> Tasks for this exercise
(1) How many days after receiving the viral genome sequence for SARS-CoV-2 did NIAID complete all preclinical evaluations of a vaccine candidate, according to the passage about the COVID-19 hearing?
(2) Please resume the passage about the COVID-19 hearing after its final sentence and keep writing it.

> Passage for review
- Opening Delimiter -
Within one month, the National Institute of Allergy and Infectious Disease (NIAID) had launched a clinical trial on the Gilead drug, Remdesivir, at sites across the nation and around the world. Preliminary results from the last week of April show that patients who received Remdesvir had 31 percent faster recovery time than those who received placebo. While he realizes this isn’t a home-run, he claims it as a landmark – the first rigorous demonstration of treatment efficacy for COVID-19.
On March 16 – just 63 days after receipt of the viral genome sequence for SARS-CoV-2, NIAID completed all preclinical evaluations of a vaccine candidate, and the first human patients received the vaccine in a human trial. The human trial has progressed well so far, and experts are excited to see how the timetables for full Phase 3 testing of this vaccine and others advance.
The Race for Diagnostic Solutions
Senator Mike Braun (R-IN) stated that in talking to the CEO of one of the few pharmaceutical companies headquartered in Indiana, he learned that about 40 pharmaceutical companies across the U.S. are currently working at a “break-neck pace” to develop better diagnostics. They are working toward solutions with high reliability that are quick enough for a country the size of the U.S., and are doing so in an entrepreneurial spirit at a feverish pace. In light of this information, he wanted Dr. Collins’s opinion as to whether the commonly held opinion, which he heard during this hearing as well, that the U.S. dawdling is the reason necessary solutions are not currently in place.
Dr. Collins replied that he believes an incredible amount of energy has been invested in the development of appropriate testing. He noted that at the NIH in Bethesda, he has twenty-five thousand employees, and wants to be sure they’re safe – that if they come to work, they won’t infect their coworkers. The NIH didn’t have access to easy testing for its own employees, so he asked his laboratory in the clinical center – a research hospital – to set one up in the lab. While they were able to accomplish that objective, their daily testing capacity runs in the hundreds, not in the tens of thousands. “It’s not simple to do this,” Dr. Collins explained.
- Closing Delimiter -
Dataset items
- Opening Delimiter -
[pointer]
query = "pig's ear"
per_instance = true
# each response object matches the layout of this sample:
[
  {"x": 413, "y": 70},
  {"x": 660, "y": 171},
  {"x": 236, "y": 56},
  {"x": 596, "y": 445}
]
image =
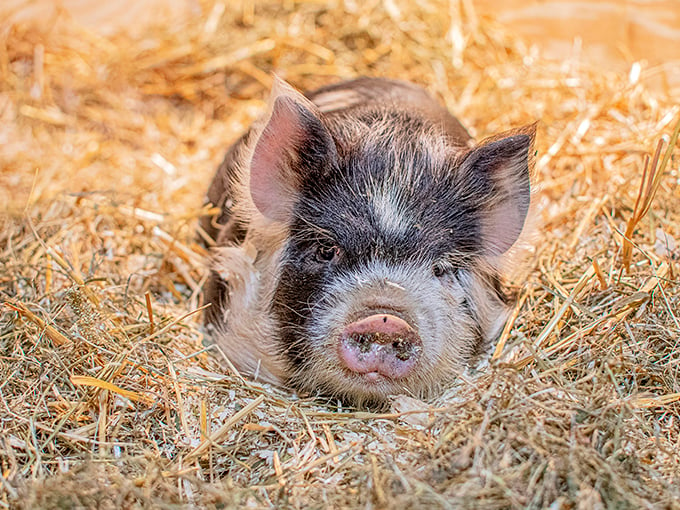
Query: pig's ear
[
  {"x": 501, "y": 169},
  {"x": 293, "y": 146}
]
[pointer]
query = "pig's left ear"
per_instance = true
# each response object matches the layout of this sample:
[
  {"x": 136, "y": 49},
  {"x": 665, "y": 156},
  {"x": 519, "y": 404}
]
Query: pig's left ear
[
  {"x": 293, "y": 146},
  {"x": 500, "y": 171}
]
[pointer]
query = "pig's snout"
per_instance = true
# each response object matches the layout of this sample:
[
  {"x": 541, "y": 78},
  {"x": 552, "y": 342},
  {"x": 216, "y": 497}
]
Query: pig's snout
[{"x": 380, "y": 344}]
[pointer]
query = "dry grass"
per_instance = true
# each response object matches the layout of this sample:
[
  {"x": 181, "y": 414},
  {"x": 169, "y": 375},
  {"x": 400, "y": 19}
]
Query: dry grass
[{"x": 108, "y": 397}]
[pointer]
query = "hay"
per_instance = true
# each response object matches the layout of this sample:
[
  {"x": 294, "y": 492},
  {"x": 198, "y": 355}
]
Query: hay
[{"x": 108, "y": 397}]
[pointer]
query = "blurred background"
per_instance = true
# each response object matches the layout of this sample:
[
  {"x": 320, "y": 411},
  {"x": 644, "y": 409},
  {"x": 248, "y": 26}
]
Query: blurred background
[{"x": 611, "y": 33}]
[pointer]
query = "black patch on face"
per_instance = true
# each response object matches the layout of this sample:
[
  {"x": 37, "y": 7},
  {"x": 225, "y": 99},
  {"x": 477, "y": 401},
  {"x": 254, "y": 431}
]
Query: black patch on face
[{"x": 336, "y": 210}]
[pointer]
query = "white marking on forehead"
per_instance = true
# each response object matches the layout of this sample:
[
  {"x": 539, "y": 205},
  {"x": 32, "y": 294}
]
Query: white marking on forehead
[{"x": 390, "y": 209}]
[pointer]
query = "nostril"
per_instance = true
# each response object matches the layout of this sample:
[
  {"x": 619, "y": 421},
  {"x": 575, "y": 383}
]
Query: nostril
[{"x": 383, "y": 344}]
- Closing Delimiter -
> Answers by item
(1) 63 days.

(2)
The Root of the Problem
Senator Braun clarified, “So it’s not that we’ve dawdled, it’s the fact that we’ve got a country that is scaled much larger than say South Korea, and it’s gonna take a point to get the equipment in place to do it. Is that fair?” Dr. Collins agreed with Senator Braun’s assessment and stated that the solution in the U.S. relies on bringing new technologies on board on a large scale, which is the purpose of RAD-X. But it will take time. Dr. Collins explained that the U.S. has never required the sheer scale of testing needed for the COVID-19 pandemic, even testing for HIV or Hepatitis C pales in comparison to current needs. According to Dr. Collins, “We didn’t have, in the laboratory community, the kind of capacity to take on this number of tests, and all of a sudden –there it was.”
Both Dr. Collins and Dr. Disbrow agree that tests must become so accessible that the entire population can receive testing as America moves to reopen. Tests that don’t require hours or days to determine results, and are sensitive enough to flag asymptomatic individuals who don’t yet realize they’re infected, are essential. Requirements for the next generation tests include high reliability, user friendly design and ability to utilize various types of samples, including saliva. Ideally, they should integrate with mobile devices to process and transmit data seamlessly, and show results. Above all else, testing must be accessible to all Americans.